- **Work item**
Output only the lines below from the one containing "For every instance of the gravel" to the one containing "For every instance of the dry", exactly as written, both ends kept.

══ Task inputs

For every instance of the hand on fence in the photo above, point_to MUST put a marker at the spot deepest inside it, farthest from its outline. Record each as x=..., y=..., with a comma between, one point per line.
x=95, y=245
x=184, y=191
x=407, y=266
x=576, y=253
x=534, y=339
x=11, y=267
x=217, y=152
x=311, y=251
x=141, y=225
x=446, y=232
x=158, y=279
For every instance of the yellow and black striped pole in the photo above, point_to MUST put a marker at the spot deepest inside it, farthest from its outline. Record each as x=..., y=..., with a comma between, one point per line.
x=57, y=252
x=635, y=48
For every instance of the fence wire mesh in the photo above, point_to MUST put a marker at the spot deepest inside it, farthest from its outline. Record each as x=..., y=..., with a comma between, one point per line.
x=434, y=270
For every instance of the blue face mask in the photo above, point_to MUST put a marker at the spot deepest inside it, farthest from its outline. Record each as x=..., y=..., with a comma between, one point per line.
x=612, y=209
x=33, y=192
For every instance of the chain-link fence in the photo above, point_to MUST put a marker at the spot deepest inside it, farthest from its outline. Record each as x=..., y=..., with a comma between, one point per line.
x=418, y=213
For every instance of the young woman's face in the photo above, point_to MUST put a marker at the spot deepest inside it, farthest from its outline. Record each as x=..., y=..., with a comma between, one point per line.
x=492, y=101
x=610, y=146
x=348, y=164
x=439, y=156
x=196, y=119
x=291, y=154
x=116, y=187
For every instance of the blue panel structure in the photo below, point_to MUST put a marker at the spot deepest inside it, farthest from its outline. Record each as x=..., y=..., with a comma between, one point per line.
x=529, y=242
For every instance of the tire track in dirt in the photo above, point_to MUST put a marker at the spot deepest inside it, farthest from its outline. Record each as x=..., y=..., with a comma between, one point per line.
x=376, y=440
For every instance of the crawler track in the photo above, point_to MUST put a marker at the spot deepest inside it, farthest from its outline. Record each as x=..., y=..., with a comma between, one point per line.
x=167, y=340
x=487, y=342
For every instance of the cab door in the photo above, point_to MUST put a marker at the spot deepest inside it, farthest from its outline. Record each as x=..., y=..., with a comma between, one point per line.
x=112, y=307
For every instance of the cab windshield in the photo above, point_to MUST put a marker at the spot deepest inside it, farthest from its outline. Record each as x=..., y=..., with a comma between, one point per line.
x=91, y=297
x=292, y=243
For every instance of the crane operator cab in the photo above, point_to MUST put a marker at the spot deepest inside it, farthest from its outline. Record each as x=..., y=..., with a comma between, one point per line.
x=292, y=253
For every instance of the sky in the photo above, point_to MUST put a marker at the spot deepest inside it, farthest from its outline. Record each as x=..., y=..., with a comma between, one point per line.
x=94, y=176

════
══ Task inputs

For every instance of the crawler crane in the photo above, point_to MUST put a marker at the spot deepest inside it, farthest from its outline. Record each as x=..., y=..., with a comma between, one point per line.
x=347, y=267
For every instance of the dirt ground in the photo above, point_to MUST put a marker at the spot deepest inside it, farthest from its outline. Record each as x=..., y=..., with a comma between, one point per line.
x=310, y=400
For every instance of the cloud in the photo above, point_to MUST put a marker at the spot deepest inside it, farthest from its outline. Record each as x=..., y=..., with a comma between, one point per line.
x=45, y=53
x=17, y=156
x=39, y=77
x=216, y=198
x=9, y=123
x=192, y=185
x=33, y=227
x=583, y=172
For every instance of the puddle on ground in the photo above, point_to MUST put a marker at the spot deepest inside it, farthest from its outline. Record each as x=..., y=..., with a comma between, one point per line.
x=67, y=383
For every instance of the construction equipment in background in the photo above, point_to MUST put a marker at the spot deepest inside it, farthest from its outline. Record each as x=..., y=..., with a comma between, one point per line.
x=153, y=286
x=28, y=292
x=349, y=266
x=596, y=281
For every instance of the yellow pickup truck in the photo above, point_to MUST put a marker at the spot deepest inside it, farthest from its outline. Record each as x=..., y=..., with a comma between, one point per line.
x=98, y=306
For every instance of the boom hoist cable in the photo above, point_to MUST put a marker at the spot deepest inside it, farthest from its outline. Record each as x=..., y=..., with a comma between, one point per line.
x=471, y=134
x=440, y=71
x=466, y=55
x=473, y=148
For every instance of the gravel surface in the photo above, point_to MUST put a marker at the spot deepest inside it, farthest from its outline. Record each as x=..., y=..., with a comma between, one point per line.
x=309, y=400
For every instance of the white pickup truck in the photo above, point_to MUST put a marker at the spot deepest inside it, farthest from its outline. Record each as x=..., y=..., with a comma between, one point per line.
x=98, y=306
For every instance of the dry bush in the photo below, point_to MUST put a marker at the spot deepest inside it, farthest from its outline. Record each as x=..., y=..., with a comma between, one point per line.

════
══ Task inputs

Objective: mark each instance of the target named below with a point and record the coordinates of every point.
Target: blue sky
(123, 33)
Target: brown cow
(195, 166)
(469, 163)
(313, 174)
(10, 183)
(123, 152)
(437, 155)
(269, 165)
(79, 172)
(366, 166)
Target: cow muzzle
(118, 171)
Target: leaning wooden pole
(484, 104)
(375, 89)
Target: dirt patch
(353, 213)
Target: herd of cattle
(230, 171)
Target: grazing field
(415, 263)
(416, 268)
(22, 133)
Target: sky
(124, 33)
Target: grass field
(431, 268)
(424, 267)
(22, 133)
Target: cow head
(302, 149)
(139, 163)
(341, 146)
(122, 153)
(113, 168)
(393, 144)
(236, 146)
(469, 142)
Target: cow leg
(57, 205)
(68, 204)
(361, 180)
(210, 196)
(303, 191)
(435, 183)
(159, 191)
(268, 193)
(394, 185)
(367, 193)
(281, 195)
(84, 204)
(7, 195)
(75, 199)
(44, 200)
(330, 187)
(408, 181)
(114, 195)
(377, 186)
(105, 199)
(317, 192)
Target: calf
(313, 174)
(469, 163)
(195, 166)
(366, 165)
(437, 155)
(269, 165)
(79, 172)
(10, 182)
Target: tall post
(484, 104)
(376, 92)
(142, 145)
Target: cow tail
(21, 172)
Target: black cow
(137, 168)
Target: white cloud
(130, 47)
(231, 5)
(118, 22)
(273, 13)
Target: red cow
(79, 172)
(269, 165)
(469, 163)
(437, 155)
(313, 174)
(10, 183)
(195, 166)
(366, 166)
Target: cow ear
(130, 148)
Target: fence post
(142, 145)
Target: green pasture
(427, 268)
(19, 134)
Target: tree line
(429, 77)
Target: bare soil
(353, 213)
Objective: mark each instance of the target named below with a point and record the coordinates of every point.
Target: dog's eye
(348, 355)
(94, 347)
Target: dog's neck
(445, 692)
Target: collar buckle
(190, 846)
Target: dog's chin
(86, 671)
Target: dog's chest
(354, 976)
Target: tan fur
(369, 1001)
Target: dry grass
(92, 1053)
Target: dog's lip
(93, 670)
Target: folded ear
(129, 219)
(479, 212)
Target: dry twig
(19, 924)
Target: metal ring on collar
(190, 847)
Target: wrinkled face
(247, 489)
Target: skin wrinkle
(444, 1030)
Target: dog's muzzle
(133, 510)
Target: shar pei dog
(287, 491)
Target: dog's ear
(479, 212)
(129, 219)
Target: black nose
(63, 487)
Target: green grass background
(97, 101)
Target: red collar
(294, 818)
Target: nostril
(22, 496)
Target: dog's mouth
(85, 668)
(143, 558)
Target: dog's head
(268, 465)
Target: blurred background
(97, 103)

════

- **Solution to the problem**
For every instance of the gravel surface in the photo above, point_to MUST put a marker at the spot deepest inside it, farthest from its outline. Record each as x=..., y=..., with a comma between, one point per line.
x=309, y=400
For every instance of the white pickup truck in the photo above, point_to MUST put a marker at the spot deepest inside it, farthest from its outline. Record each as x=..., y=..., with a comma between, one point per line.
x=98, y=306
For every instance of the dry bush in the photo below, point_to MUST put a marker at the spot deepest inside it, farthest from its outline. Record each as x=..., y=..., with a comma between, one point per line.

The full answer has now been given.